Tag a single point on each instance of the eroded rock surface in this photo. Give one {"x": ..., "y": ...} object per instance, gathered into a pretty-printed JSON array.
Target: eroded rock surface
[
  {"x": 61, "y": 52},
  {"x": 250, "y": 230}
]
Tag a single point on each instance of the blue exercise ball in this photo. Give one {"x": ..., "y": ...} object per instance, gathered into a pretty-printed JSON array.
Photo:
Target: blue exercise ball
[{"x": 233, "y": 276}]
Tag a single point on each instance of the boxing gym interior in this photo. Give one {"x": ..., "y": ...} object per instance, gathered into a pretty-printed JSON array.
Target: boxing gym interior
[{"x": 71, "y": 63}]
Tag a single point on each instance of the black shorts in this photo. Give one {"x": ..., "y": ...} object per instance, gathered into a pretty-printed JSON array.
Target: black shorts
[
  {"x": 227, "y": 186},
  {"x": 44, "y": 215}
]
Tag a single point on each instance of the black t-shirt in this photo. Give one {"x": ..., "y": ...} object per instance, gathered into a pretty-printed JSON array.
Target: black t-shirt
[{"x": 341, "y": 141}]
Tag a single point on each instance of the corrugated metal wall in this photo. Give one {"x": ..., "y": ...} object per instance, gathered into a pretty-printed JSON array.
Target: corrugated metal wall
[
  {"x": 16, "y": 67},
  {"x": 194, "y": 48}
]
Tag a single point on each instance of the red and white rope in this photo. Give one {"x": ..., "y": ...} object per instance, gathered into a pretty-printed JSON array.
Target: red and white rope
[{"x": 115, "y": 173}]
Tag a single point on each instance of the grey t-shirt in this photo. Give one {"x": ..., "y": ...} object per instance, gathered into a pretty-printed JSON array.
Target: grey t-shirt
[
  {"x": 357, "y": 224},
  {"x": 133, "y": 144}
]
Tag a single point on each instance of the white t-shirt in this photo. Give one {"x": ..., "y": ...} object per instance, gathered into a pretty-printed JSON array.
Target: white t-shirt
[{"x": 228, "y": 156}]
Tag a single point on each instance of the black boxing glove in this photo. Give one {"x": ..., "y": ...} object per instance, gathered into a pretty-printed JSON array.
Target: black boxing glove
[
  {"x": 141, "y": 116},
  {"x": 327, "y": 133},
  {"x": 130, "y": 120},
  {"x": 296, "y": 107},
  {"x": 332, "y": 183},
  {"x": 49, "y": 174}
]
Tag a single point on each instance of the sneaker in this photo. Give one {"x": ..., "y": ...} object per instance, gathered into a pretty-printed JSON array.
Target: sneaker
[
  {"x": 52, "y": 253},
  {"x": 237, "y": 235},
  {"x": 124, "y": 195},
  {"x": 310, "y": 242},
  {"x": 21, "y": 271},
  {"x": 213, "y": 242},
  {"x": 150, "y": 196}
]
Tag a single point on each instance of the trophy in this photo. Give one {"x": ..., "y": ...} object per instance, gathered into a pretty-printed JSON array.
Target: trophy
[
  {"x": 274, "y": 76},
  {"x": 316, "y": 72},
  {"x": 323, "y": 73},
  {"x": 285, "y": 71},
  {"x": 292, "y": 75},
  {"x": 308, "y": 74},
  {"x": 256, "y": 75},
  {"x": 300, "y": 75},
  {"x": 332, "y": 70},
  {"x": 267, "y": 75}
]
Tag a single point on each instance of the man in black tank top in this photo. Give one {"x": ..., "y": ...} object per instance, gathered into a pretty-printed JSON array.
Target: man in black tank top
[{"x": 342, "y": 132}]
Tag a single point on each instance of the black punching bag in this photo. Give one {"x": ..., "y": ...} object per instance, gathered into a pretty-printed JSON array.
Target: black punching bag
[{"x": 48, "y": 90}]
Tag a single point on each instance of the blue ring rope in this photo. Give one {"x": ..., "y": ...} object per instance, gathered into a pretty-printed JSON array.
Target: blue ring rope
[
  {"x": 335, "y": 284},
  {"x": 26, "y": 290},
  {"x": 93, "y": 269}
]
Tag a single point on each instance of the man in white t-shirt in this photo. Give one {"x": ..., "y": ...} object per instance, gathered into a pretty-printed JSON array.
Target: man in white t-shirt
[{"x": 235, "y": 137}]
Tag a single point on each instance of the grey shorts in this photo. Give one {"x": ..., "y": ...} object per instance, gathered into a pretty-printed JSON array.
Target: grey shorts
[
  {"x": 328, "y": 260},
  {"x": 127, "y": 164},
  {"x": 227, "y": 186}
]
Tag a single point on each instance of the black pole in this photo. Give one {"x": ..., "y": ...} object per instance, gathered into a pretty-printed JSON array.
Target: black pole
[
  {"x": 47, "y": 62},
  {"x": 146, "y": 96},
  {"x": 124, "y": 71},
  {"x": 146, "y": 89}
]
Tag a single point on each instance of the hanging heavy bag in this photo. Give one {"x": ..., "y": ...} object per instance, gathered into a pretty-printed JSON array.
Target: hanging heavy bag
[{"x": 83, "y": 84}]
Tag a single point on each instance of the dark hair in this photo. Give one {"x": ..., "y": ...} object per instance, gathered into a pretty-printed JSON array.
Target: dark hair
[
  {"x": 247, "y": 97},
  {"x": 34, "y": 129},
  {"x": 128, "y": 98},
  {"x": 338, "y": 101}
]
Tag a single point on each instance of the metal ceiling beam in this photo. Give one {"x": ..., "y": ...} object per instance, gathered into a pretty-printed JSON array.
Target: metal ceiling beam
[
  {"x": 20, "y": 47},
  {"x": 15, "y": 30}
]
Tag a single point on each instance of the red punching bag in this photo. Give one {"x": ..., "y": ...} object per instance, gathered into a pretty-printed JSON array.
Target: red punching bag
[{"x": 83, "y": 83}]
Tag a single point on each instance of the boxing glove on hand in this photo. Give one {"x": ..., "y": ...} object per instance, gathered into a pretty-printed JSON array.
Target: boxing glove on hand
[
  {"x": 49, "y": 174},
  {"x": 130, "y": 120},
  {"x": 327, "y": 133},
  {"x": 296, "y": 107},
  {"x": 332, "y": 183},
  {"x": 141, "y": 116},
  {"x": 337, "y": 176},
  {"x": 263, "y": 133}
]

####

[REQUEST]: Rescale the listing from the line containing "Tag a single point on each instance of the dark" through the end of the listing. Reproduce every line, requests included, and multiply each x and y coordinate in the answers by 0.3, rounding to the nearest whole number with halves rounded up.

[SOLUTION TO THE EXERCISE]:
Tag a single point on each instance of the dark hair in this photo. Give one {"x": ..., "y": ...} object per instance, gathered into a pretty-printed JSON array.
Target: dark hair
[
  {"x": 74, "y": 29},
  {"x": 10, "y": 39},
  {"x": 38, "y": 29},
  {"x": 101, "y": 30}
]
Tag a single point on each instance of the metal ceiling beam in this photo. Give one {"x": ..., "y": ...} object per instance, gathered into a pretty-printed JSON array.
Target: metal ceiling beam
[
  {"x": 6, "y": 14},
  {"x": 5, "y": 9}
]
Tag a single point on each instance of the red punching bag in this photo. Give one {"x": ..., "y": ...} object per instance, gathered into a pretty-printed JSON array.
Target: red punching bag
[{"x": 25, "y": 25}]
Tag a single point on each instance of the boxing glove on hand in this photo. Give one {"x": ..., "y": ...} object per instance, gathered into a pretty-printed JSON array.
Target: boxing glove on hand
[
  {"x": 15, "y": 52},
  {"x": 39, "y": 36},
  {"x": 98, "y": 40},
  {"x": 89, "y": 32},
  {"x": 100, "y": 55},
  {"x": 42, "y": 35},
  {"x": 101, "y": 53},
  {"x": 79, "y": 40}
]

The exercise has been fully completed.